Here's another "far from the churchyard" offering. The follow excerpt was written by M.J. McMahon about the middleweight boxer, Jack Dempsey (John Kelly, 1862-1895) This is a different Jack Dempsey from the American born heavyweight boxing champion William H. (Jack) Dempsey.(1895-1983)




The Nonpareil’s Grave

Far out in the wilds of Oregon,
On a lonely mountain side,
Where Columbia’s mighty waters
Roll down the ocean side;
Where the giant fir and cedar
Are imaged in the wave,
O’ergrown with firs and lichens,
I found Jack Dempsey’s grave.

I found no marble monolith,
No broken shaft or stone,
Recording 60 victories this vanquished victor won.
No rose, no shamrock could I find,
No mortal here to tell
Where sleeps in this forsaken spot
Immortal Nonpareil….

Oh, fame why sleeps thy favored son
In woods, in wilds, in weeds,
And shall he never thus sleep on,
Interred his valiant deeds?
‘Tis strange New York should thus forget
Its “bravest of the brave,”
And in the wilds of Oregon,
Unmarked, leave Dempsey’s grave.


Re: A Grave Stone
Posted by: Keeper of Light (---.texoma.net)
Date: June 19, 2003 03:11PM

All to grand! Very interesting thoughts about this one!! Keep 'em coming!!


"Loving people is like farting in the wind; You don't actually accomplish anything, but you feel better."

~The Great and Powerful Angelia~


Re: A Grave Stone
Posted by: Pam Adams (---)

◆ **Records**:
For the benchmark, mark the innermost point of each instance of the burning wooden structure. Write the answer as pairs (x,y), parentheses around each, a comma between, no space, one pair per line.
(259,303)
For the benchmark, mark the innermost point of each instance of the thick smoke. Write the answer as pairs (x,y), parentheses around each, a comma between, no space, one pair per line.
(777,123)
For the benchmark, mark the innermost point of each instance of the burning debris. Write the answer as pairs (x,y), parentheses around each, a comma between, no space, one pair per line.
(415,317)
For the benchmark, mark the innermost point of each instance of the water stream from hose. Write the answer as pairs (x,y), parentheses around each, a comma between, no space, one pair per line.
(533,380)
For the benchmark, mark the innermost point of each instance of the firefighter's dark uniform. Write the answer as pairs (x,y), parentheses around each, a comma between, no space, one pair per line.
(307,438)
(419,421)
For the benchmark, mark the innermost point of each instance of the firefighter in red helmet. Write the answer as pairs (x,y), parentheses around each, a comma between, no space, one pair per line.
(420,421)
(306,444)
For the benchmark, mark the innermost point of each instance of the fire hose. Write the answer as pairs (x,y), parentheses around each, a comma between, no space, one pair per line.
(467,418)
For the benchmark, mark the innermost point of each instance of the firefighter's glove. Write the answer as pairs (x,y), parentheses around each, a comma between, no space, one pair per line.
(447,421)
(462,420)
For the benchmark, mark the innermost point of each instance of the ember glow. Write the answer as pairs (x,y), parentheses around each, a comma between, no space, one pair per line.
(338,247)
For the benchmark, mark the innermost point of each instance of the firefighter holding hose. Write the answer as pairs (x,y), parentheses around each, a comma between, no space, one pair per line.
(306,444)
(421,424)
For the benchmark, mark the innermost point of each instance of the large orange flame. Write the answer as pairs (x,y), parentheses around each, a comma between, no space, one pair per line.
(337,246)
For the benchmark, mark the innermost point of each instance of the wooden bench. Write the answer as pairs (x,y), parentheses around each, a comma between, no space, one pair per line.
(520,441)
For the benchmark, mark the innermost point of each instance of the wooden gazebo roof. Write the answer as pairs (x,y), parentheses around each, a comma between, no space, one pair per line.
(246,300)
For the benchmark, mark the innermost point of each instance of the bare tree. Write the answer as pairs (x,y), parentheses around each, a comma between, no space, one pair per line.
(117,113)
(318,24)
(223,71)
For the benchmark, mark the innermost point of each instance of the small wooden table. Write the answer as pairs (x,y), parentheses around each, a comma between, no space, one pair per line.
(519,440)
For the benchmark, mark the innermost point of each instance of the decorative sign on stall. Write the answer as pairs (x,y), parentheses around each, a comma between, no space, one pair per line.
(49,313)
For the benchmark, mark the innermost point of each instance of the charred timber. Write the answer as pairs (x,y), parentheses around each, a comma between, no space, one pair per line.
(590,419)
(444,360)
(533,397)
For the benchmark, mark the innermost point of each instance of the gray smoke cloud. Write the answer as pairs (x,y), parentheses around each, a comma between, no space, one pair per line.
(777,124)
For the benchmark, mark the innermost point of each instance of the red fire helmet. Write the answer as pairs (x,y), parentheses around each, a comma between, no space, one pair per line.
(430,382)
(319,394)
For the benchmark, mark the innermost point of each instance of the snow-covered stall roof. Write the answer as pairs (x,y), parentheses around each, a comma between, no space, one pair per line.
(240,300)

◆ **Problems**:
a. Answer these from the Jack Dempsey grave text:
(i) What was the middleweight Jack Dempsey's birth name?
(ii) How many victories does the poem say he won?
(iii) Who posted the reply dated June 19, 2003?
b. Please carry on the Jack Dempsey grave text from where it stops.

◆ **Task-by-task answers**:
a.
(i) John Kelly
(ii) 60
(iii) Keeper of Light

b.
Date: June 20, 2003 01:29PM

And of course, this most famous burial-

pam

The Cremation of Sam McGee
by Robert W. Service


There are strange things done in the midnight sun
By the men who moil for gold;
The Arctic trails have their secret tales
That would make your blood run cold;
The Northern Lights have seen queer sights,
But the queerest they ever did see
Was that night on the marge of Lake Lebarge
I cremated Sam McGee

Now Sam McGee was from Tennessee,
where the cotton blooms and blows
Why he left his home in the South to roam
'round the Pole, God only knows.
He was always cold but the land of gold
seemed to hold him like a spell;
Though he'd often say in his homely way
that he'd sooner live in Hell.

On a Christmas Day we were mushing our way
over the Dawson trail.
Talk of your cold! through the parka's fold
it stabbed like a driven nail.
If our eyes we'd close, then the lashes froze
till sometimes we couldn't see,
It wasn't much fun, but the only one
to whimper was Sam McGee.

And that very night, as we lay packed tight
in our robes beneath the snow,
And the dogs were fed, and the stars o'erhead
were dancing heel and toe,
He turned to me, and "Cap", says he,
"I'll cash in this trip, I guess;
And if I do, I'm asking that you
won't refuse my last request."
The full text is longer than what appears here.